The task
Which lines in the rows below contain the word "white"? Filter the rows down to those lines and copy each one in full.

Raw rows
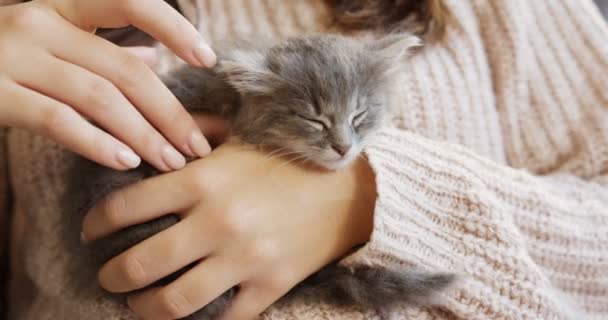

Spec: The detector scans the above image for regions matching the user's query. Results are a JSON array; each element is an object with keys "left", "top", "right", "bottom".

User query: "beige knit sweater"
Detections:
[{"left": 1, "top": 0, "right": 608, "bottom": 320}]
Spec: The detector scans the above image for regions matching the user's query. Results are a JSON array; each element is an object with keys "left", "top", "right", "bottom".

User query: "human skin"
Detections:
[
  {"left": 83, "top": 131, "right": 376, "bottom": 320},
  {"left": 0, "top": 0, "right": 221, "bottom": 171}
]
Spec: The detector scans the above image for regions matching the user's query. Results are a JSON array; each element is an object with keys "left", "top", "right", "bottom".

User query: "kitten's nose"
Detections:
[{"left": 332, "top": 144, "right": 352, "bottom": 156}]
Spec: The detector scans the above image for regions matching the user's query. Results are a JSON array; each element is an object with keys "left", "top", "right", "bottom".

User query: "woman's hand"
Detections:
[
  {"left": 83, "top": 144, "right": 376, "bottom": 320},
  {"left": 0, "top": 0, "right": 216, "bottom": 171}
]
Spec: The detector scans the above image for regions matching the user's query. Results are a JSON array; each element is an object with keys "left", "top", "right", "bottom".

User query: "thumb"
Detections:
[{"left": 123, "top": 47, "right": 158, "bottom": 68}]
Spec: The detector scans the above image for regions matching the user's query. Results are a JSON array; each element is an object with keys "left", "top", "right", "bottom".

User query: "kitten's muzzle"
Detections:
[{"left": 331, "top": 144, "right": 353, "bottom": 157}]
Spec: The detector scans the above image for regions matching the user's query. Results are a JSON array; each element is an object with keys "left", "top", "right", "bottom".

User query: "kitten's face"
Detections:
[{"left": 223, "top": 36, "right": 420, "bottom": 170}]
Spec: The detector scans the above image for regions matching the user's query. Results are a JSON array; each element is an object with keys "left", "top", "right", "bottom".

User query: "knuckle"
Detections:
[
  {"left": 159, "top": 287, "right": 195, "bottom": 319},
  {"left": 248, "top": 239, "right": 279, "bottom": 263},
  {"left": 120, "top": 255, "right": 147, "bottom": 287},
  {"left": 218, "top": 202, "right": 249, "bottom": 238},
  {"left": 6, "top": 5, "right": 47, "bottom": 30},
  {"left": 85, "top": 80, "right": 116, "bottom": 110},
  {"left": 102, "top": 192, "right": 127, "bottom": 228},
  {"left": 34, "top": 107, "right": 69, "bottom": 137},
  {"left": 117, "top": 53, "right": 147, "bottom": 88}
]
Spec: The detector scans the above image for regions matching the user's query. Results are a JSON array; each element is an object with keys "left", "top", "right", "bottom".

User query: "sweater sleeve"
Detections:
[
  {"left": 344, "top": 0, "right": 608, "bottom": 319},
  {"left": 344, "top": 129, "right": 608, "bottom": 319}
]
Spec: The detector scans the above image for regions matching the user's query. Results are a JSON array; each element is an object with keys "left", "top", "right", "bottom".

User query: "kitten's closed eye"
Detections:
[
  {"left": 299, "top": 116, "right": 328, "bottom": 131},
  {"left": 352, "top": 109, "right": 367, "bottom": 128}
]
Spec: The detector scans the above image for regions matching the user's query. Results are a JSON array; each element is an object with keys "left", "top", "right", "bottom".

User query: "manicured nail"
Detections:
[
  {"left": 194, "top": 40, "right": 217, "bottom": 68},
  {"left": 190, "top": 131, "right": 211, "bottom": 157},
  {"left": 80, "top": 232, "right": 89, "bottom": 244},
  {"left": 118, "top": 150, "right": 141, "bottom": 168},
  {"left": 162, "top": 146, "right": 186, "bottom": 170}
]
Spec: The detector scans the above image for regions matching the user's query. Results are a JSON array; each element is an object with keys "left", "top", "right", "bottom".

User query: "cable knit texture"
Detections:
[{"left": 8, "top": 0, "right": 608, "bottom": 320}]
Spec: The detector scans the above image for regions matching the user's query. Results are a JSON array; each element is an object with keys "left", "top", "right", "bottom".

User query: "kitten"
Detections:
[{"left": 65, "top": 34, "right": 454, "bottom": 320}]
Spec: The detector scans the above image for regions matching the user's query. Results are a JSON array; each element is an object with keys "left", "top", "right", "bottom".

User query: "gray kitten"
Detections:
[{"left": 64, "top": 35, "right": 454, "bottom": 320}]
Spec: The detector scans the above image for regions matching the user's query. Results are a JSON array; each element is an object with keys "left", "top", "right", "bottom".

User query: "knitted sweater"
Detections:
[{"left": 1, "top": 0, "right": 608, "bottom": 320}]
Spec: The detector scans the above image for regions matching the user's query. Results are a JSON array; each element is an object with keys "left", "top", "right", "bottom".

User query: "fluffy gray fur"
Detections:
[{"left": 64, "top": 35, "right": 454, "bottom": 320}]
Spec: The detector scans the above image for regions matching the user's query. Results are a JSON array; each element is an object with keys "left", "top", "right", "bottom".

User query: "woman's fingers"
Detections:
[
  {"left": 48, "top": 20, "right": 210, "bottom": 161},
  {"left": 14, "top": 56, "right": 186, "bottom": 171},
  {"left": 0, "top": 79, "right": 140, "bottom": 170},
  {"left": 47, "top": 0, "right": 216, "bottom": 67},
  {"left": 122, "top": 47, "right": 158, "bottom": 68},
  {"left": 128, "top": 257, "right": 240, "bottom": 320},
  {"left": 99, "top": 218, "right": 213, "bottom": 292},
  {"left": 82, "top": 170, "right": 200, "bottom": 241}
]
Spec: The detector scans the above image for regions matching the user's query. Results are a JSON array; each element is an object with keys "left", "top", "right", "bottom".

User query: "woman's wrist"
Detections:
[{"left": 350, "top": 158, "right": 377, "bottom": 245}]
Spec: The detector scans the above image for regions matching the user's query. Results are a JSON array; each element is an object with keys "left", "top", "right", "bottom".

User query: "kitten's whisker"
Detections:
[{"left": 276, "top": 154, "right": 308, "bottom": 169}]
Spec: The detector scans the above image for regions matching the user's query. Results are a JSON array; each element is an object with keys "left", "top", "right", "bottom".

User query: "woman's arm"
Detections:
[{"left": 83, "top": 144, "right": 376, "bottom": 320}]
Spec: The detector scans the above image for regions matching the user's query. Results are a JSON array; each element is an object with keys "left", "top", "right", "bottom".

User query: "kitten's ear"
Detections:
[
  {"left": 371, "top": 33, "right": 422, "bottom": 62},
  {"left": 217, "top": 50, "right": 276, "bottom": 95},
  {"left": 369, "top": 33, "right": 422, "bottom": 79}
]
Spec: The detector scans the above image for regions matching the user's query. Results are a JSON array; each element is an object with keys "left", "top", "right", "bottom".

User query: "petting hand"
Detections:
[
  {"left": 0, "top": 0, "right": 216, "bottom": 171},
  {"left": 83, "top": 144, "right": 376, "bottom": 320}
]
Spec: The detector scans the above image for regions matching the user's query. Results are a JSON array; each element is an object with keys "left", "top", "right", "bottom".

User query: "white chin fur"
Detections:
[{"left": 315, "top": 150, "right": 360, "bottom": 170}]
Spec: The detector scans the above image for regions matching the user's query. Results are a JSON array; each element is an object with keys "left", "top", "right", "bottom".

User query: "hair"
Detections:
[
  {"left": 98, "top": 0, "right": 447, "bottom": 45},
  {"left": 325, "top": 0, "right": 447, "bottom": 41}
]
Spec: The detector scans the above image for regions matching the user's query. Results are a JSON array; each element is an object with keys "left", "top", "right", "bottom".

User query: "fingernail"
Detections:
[
  {"left": 190, "top": 131, "right": 211, "bottom": 157},
  {"left": 162, "top": 146, "right": 186, "bottom": 170},
  {"left": 194, "top": 40, "right": 217, "bottom": 68},
  {"left": 118, "top": 150, "right": 141, "bottom": 168},
  {"left": 80, "top": 232, "right": 89, "bottom": 244}
]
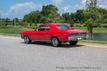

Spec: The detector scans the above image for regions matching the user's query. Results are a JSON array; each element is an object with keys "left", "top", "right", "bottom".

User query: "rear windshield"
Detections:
[{"left": 57, "top": 25, "right": 70, "bottom": 30}]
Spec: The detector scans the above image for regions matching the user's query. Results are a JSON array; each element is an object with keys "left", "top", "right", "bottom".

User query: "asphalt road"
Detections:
[{"left": 0, "top": 37, "right": 107, "bottom": 71}]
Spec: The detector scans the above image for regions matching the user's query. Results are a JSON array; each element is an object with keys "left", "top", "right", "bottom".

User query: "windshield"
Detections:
[{"left": 57, "top": 25, "right": 70, "bottom": 30}]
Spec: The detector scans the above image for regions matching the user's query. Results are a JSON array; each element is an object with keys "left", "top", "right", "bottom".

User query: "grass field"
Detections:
[
  {"left": 76, "top": 27, "right": 107, "bottom": 34},
  {"left": 80, "top": 40, "right": 107, "bottom": 44},
  {"left": 0, "top": 26, "right": 107, "bottom": 34}
]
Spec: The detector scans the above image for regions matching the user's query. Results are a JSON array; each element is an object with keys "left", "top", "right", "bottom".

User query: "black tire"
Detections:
[
  {"left": 69, "top": 41, "right": 78, "bottom": 45},
  {"left": 24, "top": 36, "right": 31, "bottom": 44},
  {"left": 51, "top": 37, "right": 61, "bottom": 47}
]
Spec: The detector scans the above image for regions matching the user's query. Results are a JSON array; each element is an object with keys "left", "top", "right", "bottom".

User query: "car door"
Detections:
[{"left": 33, "top": 26, "right": 50, "bottom": 41}]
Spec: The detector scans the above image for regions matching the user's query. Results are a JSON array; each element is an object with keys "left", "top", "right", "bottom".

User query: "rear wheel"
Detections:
[
  {"left": 24, "top": 36, "right": 31, "bottom": 44},
  {"left": 69, "top": 41, "right": 78, "bottom": 45},
  {"left": 51, "top": 37, "right": 61, "bottom": 47}
]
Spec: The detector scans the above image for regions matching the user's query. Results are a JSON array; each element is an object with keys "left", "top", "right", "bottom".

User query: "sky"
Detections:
[{"left": 0, "top": 0, "right": 107, "bottom": 19}]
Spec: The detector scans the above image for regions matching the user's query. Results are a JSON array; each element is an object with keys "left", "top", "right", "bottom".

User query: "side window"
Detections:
[{"left": 38, "top": 26, "right": 50, "bottom": 31}]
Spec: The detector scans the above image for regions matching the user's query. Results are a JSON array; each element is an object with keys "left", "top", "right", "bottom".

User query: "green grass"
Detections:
[
  {"left": 0, "top": 26, "right": 31, "bottom": 35},
  {"left": 80, "top": 40, "right": 107, "bottom": 44},
  {"left": 76, "top": 27, "right": 107, "bottom": 34}
]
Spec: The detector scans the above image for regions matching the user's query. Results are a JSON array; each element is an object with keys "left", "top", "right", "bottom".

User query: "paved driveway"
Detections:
[{"left": 0, "top": 37, "right": 107, "bottom": 71}]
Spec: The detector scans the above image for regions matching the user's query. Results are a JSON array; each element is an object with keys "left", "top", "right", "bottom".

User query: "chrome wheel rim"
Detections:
[
  {"left": 52, "top": 38, "right": 59, "bottom": 46},
  {"left": 24, "top": 36, "right": 29, "bottom": 43}
]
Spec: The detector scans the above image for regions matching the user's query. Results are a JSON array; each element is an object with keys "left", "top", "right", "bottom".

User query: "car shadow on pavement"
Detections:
[{"left": 22, "top": 42, "right": 85, "bottom": 48}]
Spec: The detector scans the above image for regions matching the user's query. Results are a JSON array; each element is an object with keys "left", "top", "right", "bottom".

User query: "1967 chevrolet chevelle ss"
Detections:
[{"left": 21, "top": 23, "right": 88, "bottom": 47}]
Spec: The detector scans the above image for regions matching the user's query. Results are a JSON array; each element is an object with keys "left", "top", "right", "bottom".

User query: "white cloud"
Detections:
[
  {"left": 81, "top": 0, "right": 86, "bottom": 5},
  {"left": 98, "top": 0, "right": 107, "bottom": 9},
  {"left": 5, "top": 2, "right": 42, "bottom": 18},
  {"left": 52, "top": 0, "right": 64, "bottom": 5}
]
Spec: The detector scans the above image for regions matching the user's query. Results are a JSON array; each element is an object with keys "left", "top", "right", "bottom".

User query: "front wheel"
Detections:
[
  {"left": 69, "top": 41, "right": 78, "bottom": 45},
  {"left": 24, "top": 36, "right": 31, "bottom": 44},
  {"left": 51, "top": 37, "right": 61, "bottom": 47}
]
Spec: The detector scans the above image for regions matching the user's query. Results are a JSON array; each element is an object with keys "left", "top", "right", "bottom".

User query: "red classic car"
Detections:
[{"left": 21, "top": 23, "right": 88, "bottom": 47}]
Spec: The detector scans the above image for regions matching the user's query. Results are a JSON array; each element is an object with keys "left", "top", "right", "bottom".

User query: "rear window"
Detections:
[{"left": 57, "top": 25, "right": 70, "bottom": 30}]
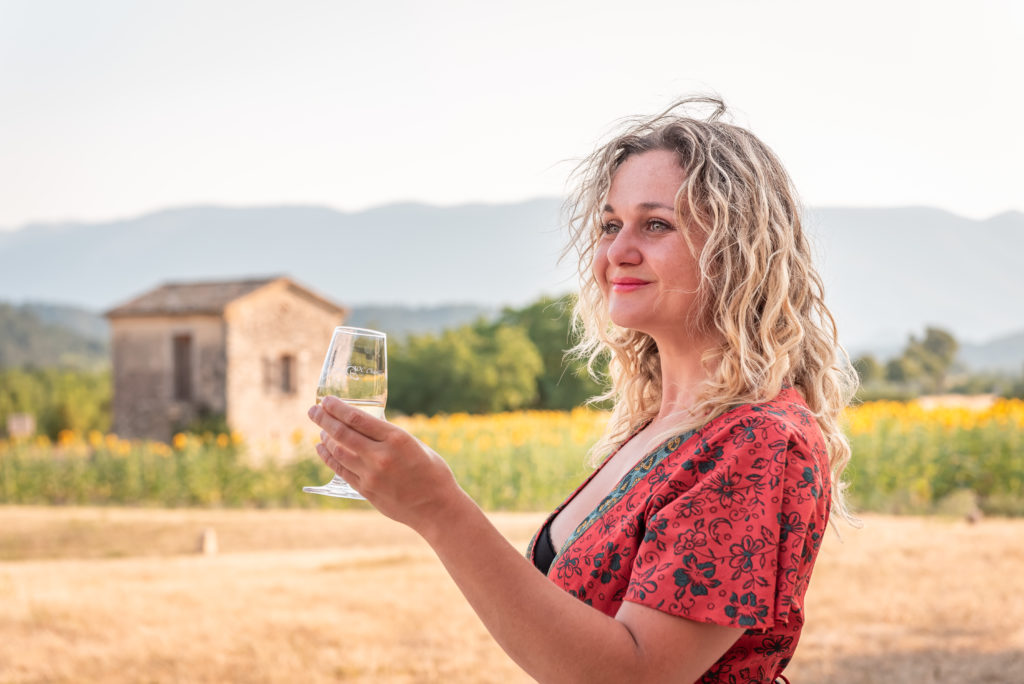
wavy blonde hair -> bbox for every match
[565,97,857,523]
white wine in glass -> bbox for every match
[302,327,387,500]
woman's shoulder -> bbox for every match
[694,386,822,454]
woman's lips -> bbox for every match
[611,277,649,292]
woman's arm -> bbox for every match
[309,397,742,682]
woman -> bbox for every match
[310,99,853,682]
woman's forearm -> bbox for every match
[417,491,643,682]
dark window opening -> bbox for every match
[173,335,193,401]
[279,354,295,394]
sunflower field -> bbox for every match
[0,399,1024,515]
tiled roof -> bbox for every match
[106,276,344,318]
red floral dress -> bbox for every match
[527,388,830,684]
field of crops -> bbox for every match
[0,400,1024,515]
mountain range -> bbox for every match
[0,199,1024,370]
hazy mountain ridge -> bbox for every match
[0,198,1024,350]
[6,302,1024,373]
[0,302,110,368]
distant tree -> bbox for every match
[498,295,603,410]
[903,328,959,392]
[886,354,923,385]
[388,322,544,414]
[0,369,111,437]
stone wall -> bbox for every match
[111,315,226,441]
[225,282,342,459]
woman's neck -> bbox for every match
[654,331,714,423]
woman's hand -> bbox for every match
[309,396,465,533]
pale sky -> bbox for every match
[0,0,1024,228]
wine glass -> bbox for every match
[302,327,387,501]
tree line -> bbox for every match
[853,327,1024,400]
[0,296,1024,438]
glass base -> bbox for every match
[302,475,367,501]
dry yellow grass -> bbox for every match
[0,507,1024,684]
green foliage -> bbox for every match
[388,322,543,415]
[388,296,601,415]
[853,354,885,385]
[0,368,111,438]
[903,328,959,392]
[880,328,959,394]
[499,295,606,411]
[847,419,1024,515]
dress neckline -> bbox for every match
[544,420,697,569]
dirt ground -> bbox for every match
[0,507,1024,684]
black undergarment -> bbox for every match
[534,525,555,574]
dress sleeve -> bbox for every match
[624,411,829,631]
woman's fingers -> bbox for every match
[309,407,381,454]
[319,396,394,441]
[316,440,361,488]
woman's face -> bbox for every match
[593,149,703,346]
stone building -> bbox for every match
[106,277,348,455]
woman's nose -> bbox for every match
[608,227,643,264]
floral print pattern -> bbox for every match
[527,387,830,684]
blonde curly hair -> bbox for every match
[565,97,857,523]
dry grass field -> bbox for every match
[0,507,1024,684]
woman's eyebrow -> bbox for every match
[603,202,676,214]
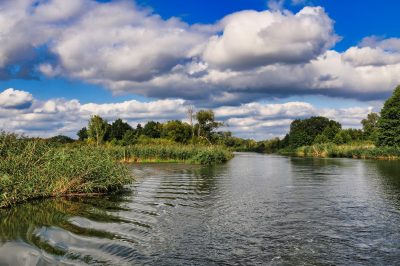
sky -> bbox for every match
[0,0,400,140]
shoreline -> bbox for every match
[277,144,400,161]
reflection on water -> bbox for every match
[0,153,400,265]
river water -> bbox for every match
[0,153,400,265]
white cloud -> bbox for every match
[0,0,400,106]
[0,89,376,139]
[204,7,338,69]
[0,88,33,109]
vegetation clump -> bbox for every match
[270,86,400,160]
[0,132,132,208]
[108,144,233,165]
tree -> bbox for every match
[88,115,109,145]
[122,130,137,146]
[333,130,352,145]
[143,121,162,139]
[196,110,222,142]
[289,116,342,148]
[110,119,133,140]
[76,127,89,141]
[361,113,379,141]
[162,120,192,143]
[377,86,400,147]
[48,135,75,144]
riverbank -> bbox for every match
[279,143,400,160]
[107,144,233,165]
[0,133,233,208]
[0,133,133,208]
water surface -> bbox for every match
[0,153,400,265]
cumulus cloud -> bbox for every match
[0,0,400,106]
[204,7,338,69]
[0,89,375,140]
[0,88,33,109]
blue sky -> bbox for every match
[0,0,400,139]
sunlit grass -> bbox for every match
[0,133,132,208]
[282,143,400,160]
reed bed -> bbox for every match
[107,144,233,165]
[0,133,132,208]
[288,143,400,160]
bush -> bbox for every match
[0,133,132,208]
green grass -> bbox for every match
[0,133,233,208]
[280,143,400,160]
[0,133,132,208]
[107,144,233,165]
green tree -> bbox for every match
[47,135,75,144]
[76,127,89,141]
[122,130,138,146]
[361,113,379,141]
[377,86,400,146]
[162,120,192,143]
[195,110,222,142]
[289,116,341,148]
[110,119,133,140]
[88,115,109,145]
[314,134,330,144]
[143,121,162,139]
[333,130,352,145]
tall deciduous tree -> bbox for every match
[289,116,342,148]
[76,127,89,141]
[361,113,379,141]
[196,110,222,141]
[88,115,109,145]
[110,119,133,140]
[377,86,400,147]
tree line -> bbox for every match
[253,86,400,152]
[77,110,223,146]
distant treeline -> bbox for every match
[255,86,400,157]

Completed exercise
User query: "white chin fur"
User query: "white cloud"
white wine in glass -> bbox for every match
white cloud -> bbox for every match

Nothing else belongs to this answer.